→ Material shown
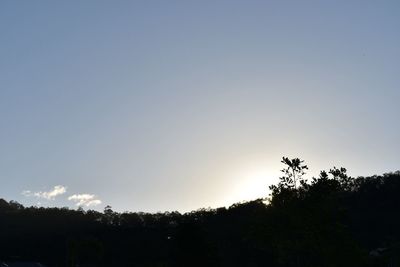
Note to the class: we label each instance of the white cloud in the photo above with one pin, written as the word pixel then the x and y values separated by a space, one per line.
pixel 49 195
pixel 87 200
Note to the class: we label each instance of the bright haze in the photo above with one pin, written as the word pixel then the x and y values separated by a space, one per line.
pixel 179 105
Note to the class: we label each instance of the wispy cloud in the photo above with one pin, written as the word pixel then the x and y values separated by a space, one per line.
pixel 87 200
pixel 49 195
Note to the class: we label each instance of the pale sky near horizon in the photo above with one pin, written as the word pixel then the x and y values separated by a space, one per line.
pixel 178 105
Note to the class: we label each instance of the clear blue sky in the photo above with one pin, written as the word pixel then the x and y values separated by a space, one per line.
pixel 178 105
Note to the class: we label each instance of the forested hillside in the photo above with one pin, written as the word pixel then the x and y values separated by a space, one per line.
pixel 330 220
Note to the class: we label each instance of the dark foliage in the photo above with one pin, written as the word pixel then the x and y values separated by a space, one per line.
pixel 334 220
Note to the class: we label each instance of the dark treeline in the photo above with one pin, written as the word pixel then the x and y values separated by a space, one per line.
pixel 332 220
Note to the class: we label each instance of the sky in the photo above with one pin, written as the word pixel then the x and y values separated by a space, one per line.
pixel 179 105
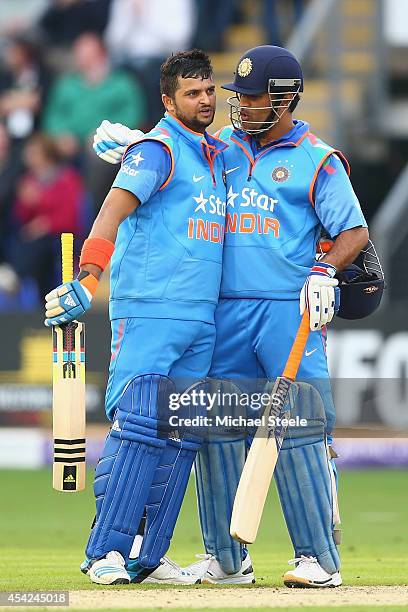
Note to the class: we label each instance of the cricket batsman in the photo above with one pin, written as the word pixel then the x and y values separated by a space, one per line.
pixel 165 279
pixel 283 187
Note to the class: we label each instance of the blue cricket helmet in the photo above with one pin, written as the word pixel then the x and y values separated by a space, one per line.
pixel 267 68
pixel 264 69
pixel 361 285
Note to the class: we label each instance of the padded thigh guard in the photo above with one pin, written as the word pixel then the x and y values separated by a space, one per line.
pixel 304 478
pixel 218 469
pixel 127 466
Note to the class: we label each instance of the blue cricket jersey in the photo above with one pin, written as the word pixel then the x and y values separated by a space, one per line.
pixel 168 252
pixel 278 200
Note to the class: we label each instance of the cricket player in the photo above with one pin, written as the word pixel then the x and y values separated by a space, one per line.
pixel 284 185
pixel 165 254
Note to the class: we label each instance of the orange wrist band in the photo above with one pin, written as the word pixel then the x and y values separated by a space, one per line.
pixel 96 251
pixel 89 281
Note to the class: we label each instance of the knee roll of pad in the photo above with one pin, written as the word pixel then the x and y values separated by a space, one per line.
pixel 169 485
pixel 127 466
pixel 218 468
pixel 304 480
pixel 165 498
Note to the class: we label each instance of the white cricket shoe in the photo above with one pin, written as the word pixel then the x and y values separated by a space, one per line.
pixel 211 572
pixel 167 572
pixel 109 570
pixel 309 574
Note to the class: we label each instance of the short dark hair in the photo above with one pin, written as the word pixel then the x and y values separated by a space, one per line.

→ What to work on
Copy the whole listing above, replacing every "Note to the class" with "Reminder for the group" and keeping everything else unchanged. Leave the pictures out.

→ Final result
Reminder for the group: we label each instance of the white cloud in the photo above with one pin, written as the word pixel then the x and y values separated by a space, one per line.
pixel 49 195
pixel 87 200
Reminder for the group: we label each instance of the bright haze in the photo above with one pin, written as the word pixel then the x and y values separated by a space, one per line.
pixel 179 105
Reminder for the group: we label each instance of the wispy cloud in the photo above with one pin, written as the word pixel then the x and y values separated by a space, one per line.
pixel 87 200
pixel 49 195
Reminder for the group: we label each instance of the pale sky near horizon in the photo above with one pin, written as the word pixel then the x and y values separated by a space, one per line.
pixel 178 105
Reminder for the group: we label each instance of the clear blue sky in the photo above with one pin, written as the word pixel then the x and y values separated by a space, one per line.
pixel 178 105
Reminder for the group: we label each instance of the forested hillside in the photo above with one pin, written as the word pixel then the x and y values separated by a space, one per line.
pixel 330 220
Reminder for the group: we label each instance of the dark foliage in the photo above with one pin, written as the word pixel then the x and y values separated by a space, one per line.
pixel 334 220
Reminder for the group: we label each instance of the dark treeline in the photo above with one pin, written as the word pixel then the x and y values separated by a space, one per line.
pixel 332 220
Reminder for the group: we label each instance of the sky in the photo above with one pin, written as the word pixel then the x and y values separated by a space, one per line.
pixel 179 105
Reminder for the group: we label each instance of the cricket batsman in the photo above with one pin, written as the word pixel then the x and y values separated by a space, one per line.
pixel 165 279
pixel 283 187
Reminder for the group: we label each instance of the blue cricket helmet in the photo above with one pin, written as the word pixel then the x and y values separated by a space, one per line.
pixel 267 68
pixel 264 69
pixel 361 285
Reminder for the group: we label each instance of the padded thigh guard in the photo above with one pin, written as the word pixel then the x and y values separated by a space, one per line.
pixel 304 478
pixel 218 469
pixel 127 466
Reminder for the group: we label each instance of the blue cricket jersey in the photo above with one pin, written as the word pixel then the x and y values separated by a space, one per line.
pixel 168 252
pixel 278 200
Reminder for the group: we label each instance of the cricket player in the photo above with one pin, written as the word pixel then the x and y values separated by a space, one per line.
pixel 284 185
pixel 165 254
Reminder for the group: we label each instance of the orange wrist band in the photo above with one pin, written as the word pixel then the x and y values separated by a space, one per line.
pixel 96 251
pixel 89 281
Reminder for the group: we label each instance of the knee roll of pad in the photo above with one pin, written as the word pixel then the x and y values separated by a space, one per line.
pixel 169 485
pixel 127 466
pixel 218 468
pixel 304 480
pixel 165 498
Reminder for the group: we label each instance of the white cricket shoe in the photo above with one pin, written as the word pixel then the x and y values separated by a space, one per line.
pixel 211 572
pixel 167 572
pixel 109 570
pixel 309 574
Reminder for the group: we label each instance of the short dark hair in the photo above with one pin, written as the word pixel then the x and y values separated by a space, one per line.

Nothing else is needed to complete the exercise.